___ Text block

Hypothesis / aims of study
Clinical observations indicate that many non-urological diseases such as hypertension (HT), dyslipidemia and diabetes are associated with lower urinary tract symptoms (LUTS). Lifestyle factors, especially those that result in HT, can influence LUTS . HT is one of the risk factors for worsening lower-urinary-tract symptoms and degrading the improvement of storage symptoms by α1-blocker . The spontaneous hypertensive rats (SHRs) provides researchers a genetic model of HT, and is considered a valuable tool for exploring the pathogenesis of urine storage dysfunction related to HT. SHRs exhibit increased urinary frequency and non-voiding detrusor contractions compared with normotensive Wister Kyoto rats. The bladder storage dysfunction in SHRs reportedly depends on multiple factors including overproduction of nerve growth factor in the smooth muscle, autonomic hyperinnervation, altered caveolae-mediated purinergic signaling, enhanced sensitivity of afferent stimulation, and decreased blood supply to the bladder. In humans, however, hypertension develops by both genetic and environmental factors including lifestyle factors such as a high-calorie diet, excessive salt intake and stress. Therefore, it is necessary to examine which other factors essentially contribute to the development of storage dysfunction associated with HT. Therefore, the use of other types of HT models is of great importance to clarify the mechanisms leading to urine storage dysfunction.

______
___ Extracted records

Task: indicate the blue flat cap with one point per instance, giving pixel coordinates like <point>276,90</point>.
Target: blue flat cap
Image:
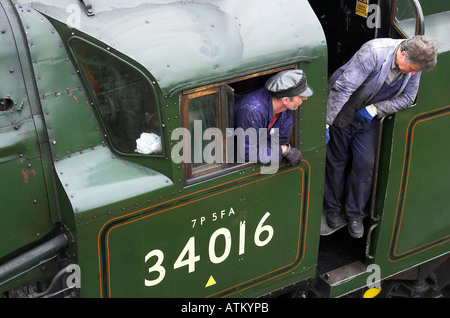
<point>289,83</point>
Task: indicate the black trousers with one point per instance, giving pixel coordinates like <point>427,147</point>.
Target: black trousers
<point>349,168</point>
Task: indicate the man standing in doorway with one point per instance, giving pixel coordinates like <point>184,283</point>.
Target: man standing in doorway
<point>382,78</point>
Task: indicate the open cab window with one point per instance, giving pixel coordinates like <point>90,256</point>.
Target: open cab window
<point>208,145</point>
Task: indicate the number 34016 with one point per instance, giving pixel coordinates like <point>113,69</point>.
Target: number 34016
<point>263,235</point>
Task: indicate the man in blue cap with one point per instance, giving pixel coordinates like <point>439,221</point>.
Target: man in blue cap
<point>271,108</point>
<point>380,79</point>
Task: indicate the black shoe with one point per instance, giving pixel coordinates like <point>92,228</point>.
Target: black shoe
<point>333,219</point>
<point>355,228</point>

______
___ Extracted records

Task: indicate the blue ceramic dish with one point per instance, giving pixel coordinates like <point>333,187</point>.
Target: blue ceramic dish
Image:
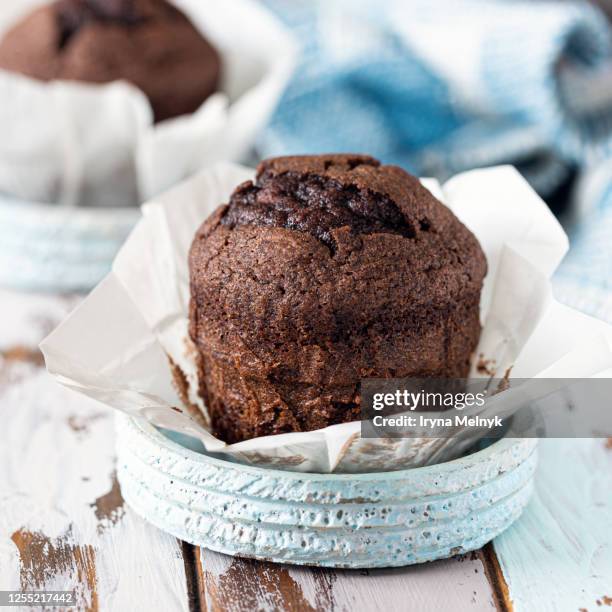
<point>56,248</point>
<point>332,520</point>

______
___ Extracted records

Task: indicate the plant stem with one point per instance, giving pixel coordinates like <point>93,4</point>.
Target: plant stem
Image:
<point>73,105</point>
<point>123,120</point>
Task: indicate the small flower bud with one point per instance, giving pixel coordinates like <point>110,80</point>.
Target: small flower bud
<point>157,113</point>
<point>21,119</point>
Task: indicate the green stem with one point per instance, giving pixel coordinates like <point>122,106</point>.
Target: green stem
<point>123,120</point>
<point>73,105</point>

______

**Goal of the exercise**: How might the study aims on hypertension and urine storage dysfunction go on? Carry the text forward from its last sentence. None of the records are needed here.

**Task answer**:
The spontaneous hypertensive rat is considered as a valuable tool for exploring the pathogenesis of detrusor overactivity, but pathological changes in the bladder are thought to be irreversible. We previously reported that salt loading induced HT and storage dysfunction in inactive period of Dahl salt-sensitive rats (DS rats). In the present study, we investigated the underlying mechanisms of salt loading-induced storage dysfunction and whether these changes could be reversible by the restriction of high salt diet.
Study design, materials and methods
Six-week-old male DS rats were fed with high-salt(8%) diet and 35ml water/day for 12 weeks. Blood pressure was measured through the tail artery in a non-anesthetized state. Urine volume and frequency were recorded all day long in a metabolic cage. We calculated the inactive period (sleeping) urine volume, which was defined as urine volume during inactive period divided by 24-h urine output. We changed the bait to low salt (0.08%) diet after 12 week-high salt. We measured blood pressure and calculated the inactive period urine volume 12 weeks after the diet changed. Furthermore, changes in bladder blood flow were determined with a laser speckle blood flow imaging system (Omegazone OZ-1; Omegawave, Tokyo).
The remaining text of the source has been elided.